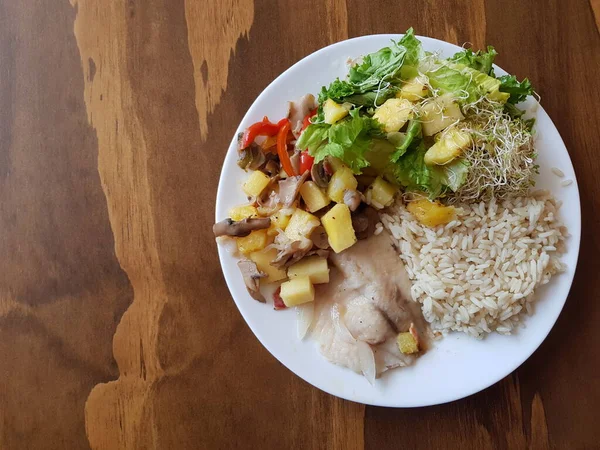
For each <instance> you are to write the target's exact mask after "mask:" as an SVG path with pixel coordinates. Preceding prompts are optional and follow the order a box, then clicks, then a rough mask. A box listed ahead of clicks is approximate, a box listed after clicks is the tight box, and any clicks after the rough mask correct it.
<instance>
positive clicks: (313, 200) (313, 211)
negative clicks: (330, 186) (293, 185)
mask: <svg viewBox="0 0 600 450" xmlns="http://www.w3.org/2000/svg"><path fill="white" fill-rule="evenodd" d="M300 195H301V196H302V199H303V200H304V203H306V207H307V209H308V210H309V211H310V212H315V211H318V210H319V209H321V208H324V207H325V206H327V205H329V202H331V200H330V199H329V197H328V196H327V194H326V193H325V192H323V191H322V190H321V188H320V187H319V186H317V185H316V183H315V182H314V181H305V182H304V184H303V185H302V187H301V188H300Z"/></svg>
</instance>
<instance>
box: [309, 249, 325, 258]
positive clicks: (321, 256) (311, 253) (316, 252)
mask: <svg viewBox="0 0 600 450" xmlns="http://www.w3.org/2000/svg"><path fill="white" fill-rule="evenodd" d="M312 255H317V256H320V257H321V258H325V259H327V258H329V250H323V249H321V248H320V249H318V250H311V251H310V252H308V253H307V254H306V255H304V256H312Z"/></svg>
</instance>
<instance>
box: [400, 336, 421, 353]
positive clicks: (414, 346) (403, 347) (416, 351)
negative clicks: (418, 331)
mask: <svg viewBox="0 0 600 450" xmlns="http://www.w3.org/2000/svg"><path fill="white" fill-rule="evenodd" d="M396 342H397V343H398V349H399V350H400V351H401V352H402V353H404V354H405V355H410V354H411V353H417V352H418V351H419V344H418V343H417V340H416V339H415V337H414V336H413V335H412V334H411V333H409V332H406V333H400V334H398V337H397V338H396Z"/></svg>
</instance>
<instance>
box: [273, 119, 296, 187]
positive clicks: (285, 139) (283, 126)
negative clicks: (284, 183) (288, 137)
mask: <svg viewBox="0 0 600 450" xmlns="http://www.w3.org/2000/svg"><path fill="white" fill-rule="evenodd" d="M284 121H285V122H284ZM282 122H283V126H282V127H281V128H280V129H279V133H277V154H278V155H279V161H280V162H281V165H282V167H283V170H285V171H286V173H287V174H288V176H290V177H292V176H294V175H296V174H295V173H294V168H293V166H292V161H290V155H288V152H287V136H288V133H289V132H290V127H291V125H290V121H289V120H288V119H282V120H280V121H279V123H282Z"/></svg>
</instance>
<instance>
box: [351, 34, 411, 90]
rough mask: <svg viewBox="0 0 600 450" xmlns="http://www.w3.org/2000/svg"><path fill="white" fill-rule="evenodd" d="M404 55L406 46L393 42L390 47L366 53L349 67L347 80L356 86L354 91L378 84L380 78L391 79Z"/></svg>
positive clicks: (386, 47)
mask: <svg viewBox="0 0 600 450" xmlns="http://www.w3.org/2000/svg"><path fill="white" fill-rule="evenodd" d="M405 55H406V48H405V47H404V46H401V45H398V44H397V43H395V42H393V45H391V46H390V47H383V48H382V49H381V50H378V51H376V52H375V53H370V54H368V55H367V56H365V57H364V58H363V60H362V62H361V63H360V64H356V65H355V66H353V67H351V68H350V71H349V73H348V82H349V83H350V84H352V85H353V86H355V87H356V89H357V91H356V92H366V91H368V90H371V89H373V88H375V87H377V86H379V84H380V83H381V80H388V81H392V79H393V78H394V77H395V76H396V73H397V72H398V71H399V70H400V68H401V67H402V63H403V62H404V57H405Z"/></svg>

..............................

** TASK TO COMPLETE **
Every line above should be repeated exactly; pictures stay out of the copy.

** RESPONSE AREA **
For each <instance> you are to write the target's exact mask after "mask:" as an SVG path with pixel coordinates. Preceding prompts are optional and follow the order a box, then clicks, then a rough mask. A box listed ahead of clicks is approximate, a box listed after clicks is the tight box, and any clicks after the rough mask correct it.
<instance>
positive clicks: (313, 200) (313, 211)
negative clicks: (330, 186) (293, 185)
mask: <svg viewBox="0 0 600 450" xmlns="http://www.w3.org/2000/svg"><path fill="white" fill-rule="evenodd" d="M300 195H301V196H302V199H303V200H304V203H306V207H307V209H308V210H309V211H310V212H315V211H318V210H319V209H321V208H324V207H325V206H327V205H329V202H331V200H330V199H329V197H328V196H327V194H326V193H325V192H323V191H322V190H321V188H320V187H319V186H317V185H316V183H315V182H314V181H305V182H304V184H303V185H302V187H301V188H300Z"/></svg>
</instance>
<instance>
box: [309, 249, 325, 258]
positive clicks: (321, 256) (311, 253) (316, 252)
mask: <svg viewBox="0 0 600 450" xmlns="http://www.w3.org/2000/svg"><path fill="white" fill-rule="evenodd" d="M312 255H317V256H320V257H321V258H325V259H327V258H329V250H323V249H321V248H320V249H318V250H311V251H310V252H308V253H307V254H306V255H304V256H312Z"/></svg>
</instance>
<instance>
box: [400, 336, 421, 353]
positive clicks: (414, 346) (403, 347) (416, 351)
negative clicks: (418, 331)
mask: <svg viewBox="0 0 600 450" xmlns="http://www.w3.org/2000/svg"><path fill="white" fill-rule="evenodd" d="M396 342H397V343H398V349H399V350H400V351H401V352H402V353H404V354H405V355H410V354H411V353H417V352H418V351H419V344H418V343H417V340H416V339H415V337H414V336H413V335H412V334H411V333H409V332H406V333H400V334H398V337H397V338H396Z"/></svg>
</instance>
<instance>
box: [273, 119, 296, 187]
positive clicks: (285, 139) (283, 126)
negative clicks: (284, 183) (288, 137)
mask: <svg viewBox="0 0 600 450" xmlns="http://www.w3.org/2000/svg"><path fill="white" fill-rule="evenodd" d="M284 121H285V122H284ZM282 122H283V126H282V127H281V128H280V129H279V133H277V154H278V155H279V161H280V162H281V165H282V167H283V170H285V171H286V173H287V174H288V176H290V177H292V176H294V175H296V174H295V173H294V168H293V166H292V161H290V155H288V152H287V136H288V133H289V132H290V127H291V125H290V121H289V120H288V119H282V120H280V121H279V123H282Z"/></svg>
</instance>
<instance>
box: [351, 34, 411, 90]
rough mask: <svg viewBox="0 0 600 450" xmlns="http://www.w3.org/2000/svg"><path fill="white" fill-rule="evenodd" d="M404 55L406 46L393 42L390 47L366 53L349 67L347 80L356 86L354 91L378 84L380 78L391 79Z"/></svg>
positive clicks: (386, 47)
mask: <svg viewBox="0 0 600 450" xmlns="http://www.w3.org/2000/svg"><path fill="white" fill-rule="evenodd" d="M405 55H406V48H405V47H404V46H401V45H398V44H397V43H395V42H393V45H391V46H390V47H383V48H382V49H381V50H378V51H376V52H375V53H370V54H368V55H367V56H365V57H364V58H363V60H362V62H361V63H360V64H356V65H355V66H353V67H351V68H350V71H349V73H348V82H349V83H350V84H352V85H353V86H355V87H356V89H357V91H356V92H366V91H368V90H371V89H373V88H375V87H377V86H379V84H380V83H381V80H388V81H392V79H393V78H394V77H395V76H396V73H397V72H398V71H399V70H400V68H401V67H402V63H403V62H404V57H405Z"/></svg>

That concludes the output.